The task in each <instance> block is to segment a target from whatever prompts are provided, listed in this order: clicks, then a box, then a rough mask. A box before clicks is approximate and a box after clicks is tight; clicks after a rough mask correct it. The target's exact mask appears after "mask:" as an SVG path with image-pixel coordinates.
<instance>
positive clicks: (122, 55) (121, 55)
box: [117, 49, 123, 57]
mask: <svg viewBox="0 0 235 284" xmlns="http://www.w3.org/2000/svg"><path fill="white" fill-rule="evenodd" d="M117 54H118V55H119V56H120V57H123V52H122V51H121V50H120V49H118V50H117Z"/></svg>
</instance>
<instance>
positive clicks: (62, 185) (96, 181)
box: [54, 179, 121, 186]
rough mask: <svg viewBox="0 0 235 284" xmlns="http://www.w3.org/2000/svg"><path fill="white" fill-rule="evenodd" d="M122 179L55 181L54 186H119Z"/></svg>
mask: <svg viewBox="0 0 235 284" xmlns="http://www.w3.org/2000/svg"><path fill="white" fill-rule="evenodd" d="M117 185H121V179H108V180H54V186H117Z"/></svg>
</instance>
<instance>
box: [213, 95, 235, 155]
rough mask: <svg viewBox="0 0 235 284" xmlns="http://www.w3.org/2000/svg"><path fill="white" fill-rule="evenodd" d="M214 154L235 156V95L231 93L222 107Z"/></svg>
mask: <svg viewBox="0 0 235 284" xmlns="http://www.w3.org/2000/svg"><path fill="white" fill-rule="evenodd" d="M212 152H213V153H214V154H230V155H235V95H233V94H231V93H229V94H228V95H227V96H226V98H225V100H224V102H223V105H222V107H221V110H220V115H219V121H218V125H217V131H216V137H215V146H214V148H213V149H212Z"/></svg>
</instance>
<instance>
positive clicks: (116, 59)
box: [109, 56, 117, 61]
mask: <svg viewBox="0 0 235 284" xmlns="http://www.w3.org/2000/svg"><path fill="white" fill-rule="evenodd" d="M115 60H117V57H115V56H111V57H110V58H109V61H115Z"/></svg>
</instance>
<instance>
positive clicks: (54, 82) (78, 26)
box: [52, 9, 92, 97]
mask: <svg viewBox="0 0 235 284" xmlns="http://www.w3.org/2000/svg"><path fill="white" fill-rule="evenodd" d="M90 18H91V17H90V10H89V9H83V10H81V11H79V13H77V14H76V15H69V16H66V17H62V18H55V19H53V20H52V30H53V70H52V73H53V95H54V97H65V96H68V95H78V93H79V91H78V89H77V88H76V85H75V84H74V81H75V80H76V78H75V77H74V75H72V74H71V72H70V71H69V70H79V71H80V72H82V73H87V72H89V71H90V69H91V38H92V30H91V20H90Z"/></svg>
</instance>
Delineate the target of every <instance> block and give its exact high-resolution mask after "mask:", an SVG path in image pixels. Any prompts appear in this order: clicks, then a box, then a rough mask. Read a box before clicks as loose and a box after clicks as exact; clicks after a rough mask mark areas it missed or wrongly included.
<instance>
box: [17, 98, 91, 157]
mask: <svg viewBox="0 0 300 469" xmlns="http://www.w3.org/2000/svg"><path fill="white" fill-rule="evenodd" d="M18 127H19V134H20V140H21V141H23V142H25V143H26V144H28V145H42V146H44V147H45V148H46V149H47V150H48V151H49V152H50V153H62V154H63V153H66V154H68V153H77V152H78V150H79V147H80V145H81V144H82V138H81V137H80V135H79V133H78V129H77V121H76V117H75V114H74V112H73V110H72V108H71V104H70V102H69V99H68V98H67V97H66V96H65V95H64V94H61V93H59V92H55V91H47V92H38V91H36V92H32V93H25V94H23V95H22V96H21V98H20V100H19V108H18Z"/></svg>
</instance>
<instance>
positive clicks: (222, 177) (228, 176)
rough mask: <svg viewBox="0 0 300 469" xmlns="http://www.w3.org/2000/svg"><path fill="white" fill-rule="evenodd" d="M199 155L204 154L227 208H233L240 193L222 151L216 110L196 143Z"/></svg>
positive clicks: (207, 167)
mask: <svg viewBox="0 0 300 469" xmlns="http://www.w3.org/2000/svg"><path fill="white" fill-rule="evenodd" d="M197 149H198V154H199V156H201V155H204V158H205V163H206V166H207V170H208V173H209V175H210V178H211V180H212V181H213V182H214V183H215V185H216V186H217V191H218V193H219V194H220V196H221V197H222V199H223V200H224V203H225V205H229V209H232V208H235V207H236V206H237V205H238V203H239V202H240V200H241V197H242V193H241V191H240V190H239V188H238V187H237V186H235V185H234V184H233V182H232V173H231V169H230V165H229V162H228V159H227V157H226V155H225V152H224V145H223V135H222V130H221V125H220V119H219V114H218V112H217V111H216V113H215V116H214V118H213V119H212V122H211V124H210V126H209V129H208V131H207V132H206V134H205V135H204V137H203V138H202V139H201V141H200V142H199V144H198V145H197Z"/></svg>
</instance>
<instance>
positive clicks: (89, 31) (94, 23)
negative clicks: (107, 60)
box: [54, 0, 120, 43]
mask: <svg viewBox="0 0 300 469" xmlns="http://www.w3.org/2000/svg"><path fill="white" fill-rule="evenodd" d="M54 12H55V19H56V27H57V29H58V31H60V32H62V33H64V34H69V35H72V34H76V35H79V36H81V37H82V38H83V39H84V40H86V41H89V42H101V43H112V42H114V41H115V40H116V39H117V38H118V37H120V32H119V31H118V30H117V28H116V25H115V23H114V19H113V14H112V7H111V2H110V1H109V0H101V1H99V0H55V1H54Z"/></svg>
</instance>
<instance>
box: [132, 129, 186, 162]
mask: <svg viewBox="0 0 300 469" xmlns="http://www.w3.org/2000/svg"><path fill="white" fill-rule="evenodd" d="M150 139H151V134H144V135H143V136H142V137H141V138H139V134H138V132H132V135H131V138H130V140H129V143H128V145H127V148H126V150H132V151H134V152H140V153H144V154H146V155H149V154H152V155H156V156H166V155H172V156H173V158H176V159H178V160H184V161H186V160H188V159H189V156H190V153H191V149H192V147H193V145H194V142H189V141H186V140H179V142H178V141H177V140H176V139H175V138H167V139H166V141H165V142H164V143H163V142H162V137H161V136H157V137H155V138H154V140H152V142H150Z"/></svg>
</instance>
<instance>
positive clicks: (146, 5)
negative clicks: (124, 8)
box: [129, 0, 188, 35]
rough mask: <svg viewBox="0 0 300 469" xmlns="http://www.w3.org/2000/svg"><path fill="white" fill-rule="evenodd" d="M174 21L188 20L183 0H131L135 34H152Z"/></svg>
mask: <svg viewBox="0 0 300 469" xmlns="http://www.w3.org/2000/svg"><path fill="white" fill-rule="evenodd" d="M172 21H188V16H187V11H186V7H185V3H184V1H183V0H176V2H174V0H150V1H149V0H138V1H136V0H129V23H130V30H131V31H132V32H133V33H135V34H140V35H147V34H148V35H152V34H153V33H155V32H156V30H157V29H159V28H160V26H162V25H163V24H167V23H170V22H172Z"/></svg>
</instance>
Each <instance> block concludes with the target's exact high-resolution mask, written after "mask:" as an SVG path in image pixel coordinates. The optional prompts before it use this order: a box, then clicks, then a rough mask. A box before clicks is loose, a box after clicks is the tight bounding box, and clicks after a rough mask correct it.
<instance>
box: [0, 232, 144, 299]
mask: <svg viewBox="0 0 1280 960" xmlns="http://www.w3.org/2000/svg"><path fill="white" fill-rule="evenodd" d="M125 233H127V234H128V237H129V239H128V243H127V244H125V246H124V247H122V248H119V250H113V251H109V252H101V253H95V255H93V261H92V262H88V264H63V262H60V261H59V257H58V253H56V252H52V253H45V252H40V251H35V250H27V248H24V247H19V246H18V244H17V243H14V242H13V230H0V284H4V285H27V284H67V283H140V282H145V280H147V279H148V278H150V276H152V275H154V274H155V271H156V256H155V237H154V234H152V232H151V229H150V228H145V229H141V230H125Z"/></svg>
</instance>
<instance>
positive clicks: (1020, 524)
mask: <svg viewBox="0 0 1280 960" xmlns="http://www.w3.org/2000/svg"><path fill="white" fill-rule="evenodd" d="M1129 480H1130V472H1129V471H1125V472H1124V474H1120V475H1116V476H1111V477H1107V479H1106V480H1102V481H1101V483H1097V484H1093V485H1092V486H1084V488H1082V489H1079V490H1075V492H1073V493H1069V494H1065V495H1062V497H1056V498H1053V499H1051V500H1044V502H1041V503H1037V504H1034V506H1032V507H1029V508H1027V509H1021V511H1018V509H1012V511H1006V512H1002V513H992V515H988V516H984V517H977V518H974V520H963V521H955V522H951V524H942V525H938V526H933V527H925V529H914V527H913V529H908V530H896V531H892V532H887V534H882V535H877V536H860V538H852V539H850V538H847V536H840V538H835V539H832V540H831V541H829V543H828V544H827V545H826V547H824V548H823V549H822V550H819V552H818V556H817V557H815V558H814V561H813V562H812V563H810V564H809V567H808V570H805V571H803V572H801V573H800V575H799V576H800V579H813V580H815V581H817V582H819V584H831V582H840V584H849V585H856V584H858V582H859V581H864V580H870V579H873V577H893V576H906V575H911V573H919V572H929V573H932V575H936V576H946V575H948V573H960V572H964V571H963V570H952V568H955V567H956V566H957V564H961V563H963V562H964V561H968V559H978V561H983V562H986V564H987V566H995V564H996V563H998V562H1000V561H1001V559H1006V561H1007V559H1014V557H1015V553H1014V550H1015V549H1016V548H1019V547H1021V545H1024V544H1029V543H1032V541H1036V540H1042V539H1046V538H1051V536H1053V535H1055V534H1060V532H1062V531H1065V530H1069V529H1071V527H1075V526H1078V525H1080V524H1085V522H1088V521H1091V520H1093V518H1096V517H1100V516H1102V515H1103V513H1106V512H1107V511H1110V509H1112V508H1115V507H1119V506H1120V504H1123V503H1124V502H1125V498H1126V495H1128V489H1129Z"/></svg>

○ ○ ○ ○ ○

In the entries above, copy each line that contains the string "negative".

• OUTPUT:
negative clicks: (107, 60)
negative clicks: (124, 8)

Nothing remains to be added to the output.